QUOTED PASSAGE ->
---
149. The Respondent dispatched a notice to show cause dated 9th May, 2016 enclosing the Ministry of Education report and a response was needed within 14 days and the Claimant admitted having received it but did not respond even after a reminder dated 22nd December, 2016 and was accorded one month to do so.

150. He admitted that he was given a copy of the Standards Assessment Report 2015 and he had no written agreement with any of the persons he allegedly contracted with.

151. The Claimant further admitted at the hearing that he used the ICF funds for other purposes without authority.

152. The Disciplinary Committee was satisfied that the Claimant was culpable as charged and recommended dismissal and surcharge of the Claimant.

153. Section 43 of the Employment Act, 2007 provides;1. In any claim arising out of termination of a contract, the employer shall be required to prove the reason or reasons for the termination and where the employer fails to do so, the termination shall be deemed to have been unfair within the meaning of Section 45. 2.The reason or reasons for termination of a contract are the matters that the employer at the time of the termination of the contract genuinely believed to exist, and which caused the employer to terminate the services of the employee.

154. In Kenya Revenue Authority V Reuwel Waithaka Gitahi & 2 others (2019) eKLR, the Court of Appeal held that;“The standard of proof is on a balance of probability, not beyond reasonable doubt, and all the employer is required to prove are the reasons that it “genuinely believed to exist”, causing it to terminate the employee’s services. That is a partly subjective test.”

155. The provisions of Section 43(2) of the Act require the employer to establish that it had reasonable and sufficient grounds for its belief.

156. The foregoing is consistent with the range or band of reasonable responses test in paragraph 642 of the Halsbury’s Laws of England, 4th Edition, Vol. 16 (1B) as follows;“. . . In adjudicating on the reasonableness of employer’s conduct, an employment tribunal must not simply substitute its own views for those of the employer and decides whether it would have dismissed on those facts; it must make a wider inquiry to determine whether a reasonable employer could have decided to dismiss on those facts. The basis of this approach (the range of reasonable responses test) is that in many cases there is a band of reasonable responses to the employee’s conduct within which one employer might reasonably take one view and another quite reasonably take another; the function of a tribunal as an industrial jury is to determine whether in the particular circumstances of each case the decision to dismiss the employee fell within the band of reasonable responses which a reasonable employer might have adopted. If the dismissal falls within the band, the dismissal is fair; but if the dismissal falls outside the band, it is unfair.

157. In the instant case, the Respondent has adduced documentary evidence, which on a balance of probabilities show that the Claimant utilized funds provided by the Ministry of Education for ICT infrastructure and computers for other purposes contrary to the directions of the Principal Secretary and neither acknowledged receipt of the cash nor furnish the Principal Secretary with the required documentation or account the same after the Standards Assessment in 2015 or after the audit in 2017.
---
TASKS AND EXERCISES ->
[A] Reproduce the court ruling exactly, everything from "150. He admitted" down to "purposes without authority.".
[B] In the court ruling, how many days did the Claimant have to respond to the notice to show cause dated 9th May, 2016?
---
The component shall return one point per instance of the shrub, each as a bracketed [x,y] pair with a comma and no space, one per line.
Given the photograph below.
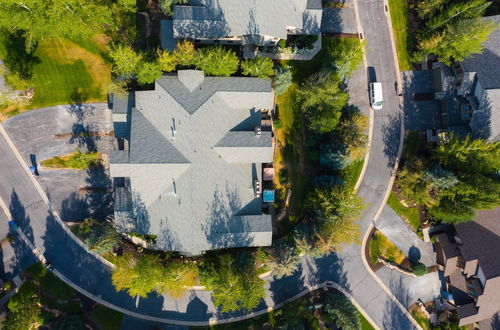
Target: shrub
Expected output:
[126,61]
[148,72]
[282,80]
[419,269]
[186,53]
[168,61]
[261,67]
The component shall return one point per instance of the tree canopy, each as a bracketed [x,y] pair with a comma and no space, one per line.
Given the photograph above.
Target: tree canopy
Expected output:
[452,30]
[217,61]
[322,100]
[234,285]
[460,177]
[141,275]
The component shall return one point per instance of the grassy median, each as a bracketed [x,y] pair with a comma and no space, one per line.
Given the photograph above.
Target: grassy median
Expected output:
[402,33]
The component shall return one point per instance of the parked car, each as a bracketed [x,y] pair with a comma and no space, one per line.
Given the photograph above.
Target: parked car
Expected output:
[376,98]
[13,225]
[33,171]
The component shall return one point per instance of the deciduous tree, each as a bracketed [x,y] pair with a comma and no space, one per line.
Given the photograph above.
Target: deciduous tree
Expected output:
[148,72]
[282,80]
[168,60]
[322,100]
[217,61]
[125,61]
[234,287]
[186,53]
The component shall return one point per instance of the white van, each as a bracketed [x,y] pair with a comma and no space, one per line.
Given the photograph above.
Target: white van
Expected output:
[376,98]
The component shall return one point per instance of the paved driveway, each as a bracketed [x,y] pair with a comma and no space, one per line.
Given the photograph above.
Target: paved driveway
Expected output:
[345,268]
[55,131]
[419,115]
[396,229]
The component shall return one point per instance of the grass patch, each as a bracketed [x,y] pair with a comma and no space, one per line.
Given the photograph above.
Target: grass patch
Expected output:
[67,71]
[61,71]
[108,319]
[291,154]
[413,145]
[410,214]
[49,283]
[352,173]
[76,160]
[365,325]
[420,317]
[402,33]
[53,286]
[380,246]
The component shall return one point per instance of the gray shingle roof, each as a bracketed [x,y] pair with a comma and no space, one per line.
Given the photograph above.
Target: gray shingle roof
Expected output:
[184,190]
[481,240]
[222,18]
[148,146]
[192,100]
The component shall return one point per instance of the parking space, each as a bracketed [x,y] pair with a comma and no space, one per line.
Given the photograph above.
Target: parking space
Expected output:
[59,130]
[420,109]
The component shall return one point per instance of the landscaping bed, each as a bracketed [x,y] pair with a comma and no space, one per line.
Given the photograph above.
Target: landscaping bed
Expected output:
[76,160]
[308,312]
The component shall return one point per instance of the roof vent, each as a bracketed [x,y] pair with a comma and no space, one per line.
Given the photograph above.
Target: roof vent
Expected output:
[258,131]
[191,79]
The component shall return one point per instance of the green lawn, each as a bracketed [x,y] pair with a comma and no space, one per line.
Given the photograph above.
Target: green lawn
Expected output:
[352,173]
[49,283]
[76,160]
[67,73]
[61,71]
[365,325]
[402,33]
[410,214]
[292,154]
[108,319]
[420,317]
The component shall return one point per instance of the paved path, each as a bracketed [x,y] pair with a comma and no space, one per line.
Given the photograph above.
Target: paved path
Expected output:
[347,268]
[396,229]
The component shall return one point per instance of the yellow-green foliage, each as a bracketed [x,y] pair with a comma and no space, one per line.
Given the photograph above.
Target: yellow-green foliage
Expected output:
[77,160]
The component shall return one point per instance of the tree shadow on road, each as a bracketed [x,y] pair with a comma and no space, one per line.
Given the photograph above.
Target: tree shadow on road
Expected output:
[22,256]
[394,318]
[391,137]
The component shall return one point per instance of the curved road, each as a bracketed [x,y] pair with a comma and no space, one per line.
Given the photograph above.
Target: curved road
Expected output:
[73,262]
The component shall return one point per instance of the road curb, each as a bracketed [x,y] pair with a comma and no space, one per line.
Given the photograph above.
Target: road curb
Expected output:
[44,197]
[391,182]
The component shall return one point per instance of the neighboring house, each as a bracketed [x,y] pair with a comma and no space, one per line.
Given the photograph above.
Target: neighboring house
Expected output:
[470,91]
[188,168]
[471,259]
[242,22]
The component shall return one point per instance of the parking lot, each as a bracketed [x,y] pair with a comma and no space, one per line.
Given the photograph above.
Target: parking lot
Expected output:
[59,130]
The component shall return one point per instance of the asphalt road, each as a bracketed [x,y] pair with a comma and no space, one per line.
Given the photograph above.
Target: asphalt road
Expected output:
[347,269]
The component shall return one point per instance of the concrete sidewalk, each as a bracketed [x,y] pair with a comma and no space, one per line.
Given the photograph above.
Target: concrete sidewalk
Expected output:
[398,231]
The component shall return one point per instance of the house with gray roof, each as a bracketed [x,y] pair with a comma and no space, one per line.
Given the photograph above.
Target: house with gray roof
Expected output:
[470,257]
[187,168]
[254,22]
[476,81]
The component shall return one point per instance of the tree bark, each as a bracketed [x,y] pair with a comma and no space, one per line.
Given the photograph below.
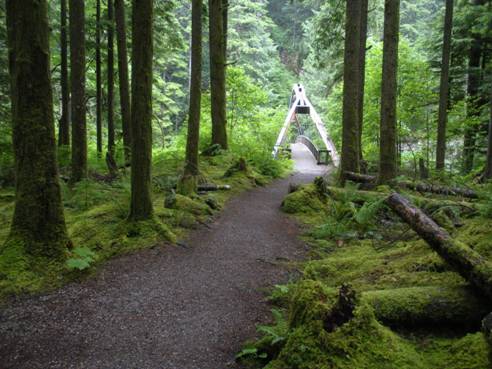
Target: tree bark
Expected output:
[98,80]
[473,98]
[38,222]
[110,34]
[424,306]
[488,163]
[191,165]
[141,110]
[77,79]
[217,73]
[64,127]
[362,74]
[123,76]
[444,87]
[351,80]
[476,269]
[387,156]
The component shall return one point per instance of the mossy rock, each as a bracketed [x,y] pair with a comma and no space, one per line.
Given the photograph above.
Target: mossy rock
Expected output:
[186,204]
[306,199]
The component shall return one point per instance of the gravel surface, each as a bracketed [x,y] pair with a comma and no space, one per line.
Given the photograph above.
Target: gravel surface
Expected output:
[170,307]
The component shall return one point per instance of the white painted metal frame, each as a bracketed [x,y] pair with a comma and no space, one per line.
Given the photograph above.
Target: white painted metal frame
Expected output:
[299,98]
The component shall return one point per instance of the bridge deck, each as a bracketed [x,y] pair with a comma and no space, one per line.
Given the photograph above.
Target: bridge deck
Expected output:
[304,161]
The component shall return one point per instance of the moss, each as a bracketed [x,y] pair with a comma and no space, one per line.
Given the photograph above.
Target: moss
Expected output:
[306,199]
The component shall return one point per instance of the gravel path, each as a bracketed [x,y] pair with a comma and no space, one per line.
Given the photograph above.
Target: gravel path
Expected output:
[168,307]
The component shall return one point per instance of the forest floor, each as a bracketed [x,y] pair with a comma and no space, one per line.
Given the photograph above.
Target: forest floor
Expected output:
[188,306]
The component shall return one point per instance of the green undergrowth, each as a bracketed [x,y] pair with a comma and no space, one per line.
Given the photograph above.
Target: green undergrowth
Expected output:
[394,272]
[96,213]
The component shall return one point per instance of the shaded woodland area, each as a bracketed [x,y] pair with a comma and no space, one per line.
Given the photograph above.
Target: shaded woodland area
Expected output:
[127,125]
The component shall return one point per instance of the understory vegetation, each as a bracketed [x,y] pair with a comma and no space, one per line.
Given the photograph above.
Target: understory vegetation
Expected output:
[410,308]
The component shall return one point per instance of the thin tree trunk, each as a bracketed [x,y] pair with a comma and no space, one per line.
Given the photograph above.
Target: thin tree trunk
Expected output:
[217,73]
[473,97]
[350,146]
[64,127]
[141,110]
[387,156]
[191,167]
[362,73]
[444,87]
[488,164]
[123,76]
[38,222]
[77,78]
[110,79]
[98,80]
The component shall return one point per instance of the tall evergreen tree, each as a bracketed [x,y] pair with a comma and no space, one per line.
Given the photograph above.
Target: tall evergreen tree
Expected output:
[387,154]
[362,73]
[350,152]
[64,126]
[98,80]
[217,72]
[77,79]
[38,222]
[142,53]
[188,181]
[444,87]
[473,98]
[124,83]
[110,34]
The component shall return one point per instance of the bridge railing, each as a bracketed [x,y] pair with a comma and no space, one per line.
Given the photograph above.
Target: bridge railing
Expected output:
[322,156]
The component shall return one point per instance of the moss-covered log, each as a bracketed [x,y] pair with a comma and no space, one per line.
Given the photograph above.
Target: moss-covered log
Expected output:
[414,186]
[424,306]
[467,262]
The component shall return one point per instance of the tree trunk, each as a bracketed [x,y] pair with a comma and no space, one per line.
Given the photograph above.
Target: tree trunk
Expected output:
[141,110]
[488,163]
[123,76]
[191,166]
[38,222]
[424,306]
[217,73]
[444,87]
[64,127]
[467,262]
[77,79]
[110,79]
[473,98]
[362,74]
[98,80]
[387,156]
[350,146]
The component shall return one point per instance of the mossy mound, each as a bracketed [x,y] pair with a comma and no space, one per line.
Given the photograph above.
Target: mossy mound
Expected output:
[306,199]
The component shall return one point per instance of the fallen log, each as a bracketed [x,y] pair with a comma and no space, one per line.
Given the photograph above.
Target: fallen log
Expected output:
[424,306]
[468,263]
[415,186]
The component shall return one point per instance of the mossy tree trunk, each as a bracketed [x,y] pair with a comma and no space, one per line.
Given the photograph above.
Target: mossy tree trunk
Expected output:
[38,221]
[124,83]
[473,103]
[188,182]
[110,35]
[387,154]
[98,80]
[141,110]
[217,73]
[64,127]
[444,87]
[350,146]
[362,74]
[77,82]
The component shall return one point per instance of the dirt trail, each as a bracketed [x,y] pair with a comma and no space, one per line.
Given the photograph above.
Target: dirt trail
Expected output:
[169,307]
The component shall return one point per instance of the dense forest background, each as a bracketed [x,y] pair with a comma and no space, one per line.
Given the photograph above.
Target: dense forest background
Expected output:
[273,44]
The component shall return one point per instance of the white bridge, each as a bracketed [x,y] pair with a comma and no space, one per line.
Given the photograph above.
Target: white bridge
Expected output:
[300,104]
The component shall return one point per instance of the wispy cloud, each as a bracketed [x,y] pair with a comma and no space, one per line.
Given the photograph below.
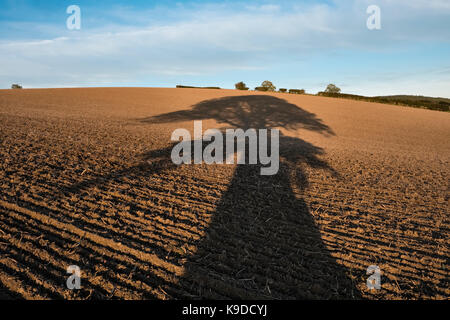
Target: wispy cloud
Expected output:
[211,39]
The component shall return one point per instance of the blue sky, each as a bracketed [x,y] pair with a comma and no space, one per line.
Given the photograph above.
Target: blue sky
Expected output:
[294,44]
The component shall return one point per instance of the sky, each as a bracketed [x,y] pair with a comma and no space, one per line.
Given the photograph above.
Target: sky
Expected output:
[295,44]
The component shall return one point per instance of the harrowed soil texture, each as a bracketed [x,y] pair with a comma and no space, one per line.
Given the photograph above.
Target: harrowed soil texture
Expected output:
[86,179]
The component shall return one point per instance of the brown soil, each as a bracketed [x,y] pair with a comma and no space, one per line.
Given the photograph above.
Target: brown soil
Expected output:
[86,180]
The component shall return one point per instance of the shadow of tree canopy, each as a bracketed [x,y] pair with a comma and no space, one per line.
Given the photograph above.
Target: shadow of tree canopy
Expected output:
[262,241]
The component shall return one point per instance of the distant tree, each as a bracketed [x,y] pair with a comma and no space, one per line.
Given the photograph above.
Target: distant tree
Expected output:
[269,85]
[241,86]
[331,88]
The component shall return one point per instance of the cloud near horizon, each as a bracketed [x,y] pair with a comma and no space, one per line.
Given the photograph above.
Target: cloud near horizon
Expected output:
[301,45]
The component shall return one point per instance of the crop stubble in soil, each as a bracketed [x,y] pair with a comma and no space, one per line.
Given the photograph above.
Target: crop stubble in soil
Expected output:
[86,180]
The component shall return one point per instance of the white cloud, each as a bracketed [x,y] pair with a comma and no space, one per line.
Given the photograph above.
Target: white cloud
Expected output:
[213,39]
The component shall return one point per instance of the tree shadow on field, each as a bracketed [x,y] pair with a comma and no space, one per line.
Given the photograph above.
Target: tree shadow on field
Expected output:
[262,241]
---
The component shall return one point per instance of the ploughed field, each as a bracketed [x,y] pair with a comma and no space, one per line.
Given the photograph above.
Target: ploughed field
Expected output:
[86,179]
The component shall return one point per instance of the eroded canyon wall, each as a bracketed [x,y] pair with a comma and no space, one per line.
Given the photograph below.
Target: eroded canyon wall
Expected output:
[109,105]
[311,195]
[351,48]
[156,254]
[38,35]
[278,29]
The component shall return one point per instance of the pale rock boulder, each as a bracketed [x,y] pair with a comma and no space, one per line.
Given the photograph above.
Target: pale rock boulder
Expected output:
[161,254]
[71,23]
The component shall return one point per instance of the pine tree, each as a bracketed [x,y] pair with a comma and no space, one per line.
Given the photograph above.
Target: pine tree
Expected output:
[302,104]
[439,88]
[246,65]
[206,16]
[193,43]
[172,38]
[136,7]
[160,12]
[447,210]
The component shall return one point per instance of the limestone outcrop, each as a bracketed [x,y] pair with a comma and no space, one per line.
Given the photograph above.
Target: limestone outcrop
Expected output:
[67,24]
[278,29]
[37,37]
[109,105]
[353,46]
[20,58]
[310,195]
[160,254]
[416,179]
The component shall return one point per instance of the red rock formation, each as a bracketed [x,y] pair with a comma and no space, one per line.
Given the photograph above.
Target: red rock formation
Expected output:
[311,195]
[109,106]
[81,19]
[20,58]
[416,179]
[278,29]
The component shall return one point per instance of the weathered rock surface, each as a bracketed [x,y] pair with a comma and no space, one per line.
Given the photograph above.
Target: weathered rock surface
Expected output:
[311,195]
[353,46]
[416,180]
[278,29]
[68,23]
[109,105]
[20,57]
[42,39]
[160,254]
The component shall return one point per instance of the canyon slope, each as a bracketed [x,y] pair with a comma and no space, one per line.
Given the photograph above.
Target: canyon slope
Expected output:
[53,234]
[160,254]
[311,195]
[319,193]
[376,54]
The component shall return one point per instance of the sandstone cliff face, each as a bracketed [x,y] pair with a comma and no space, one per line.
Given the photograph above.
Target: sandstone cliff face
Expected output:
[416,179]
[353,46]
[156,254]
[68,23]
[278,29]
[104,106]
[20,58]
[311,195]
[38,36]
---
SOLUTIONS IN ORDER ->
[A]
150. He admitted that he was given a copy of the Standards Assessment Report 2015 and he had no written agreement with any of the persons he allegedly contracted with.

151. The Claimant further admitted at the hearing that he used the ICF funds for other purposes without authority.

[B] 14 days.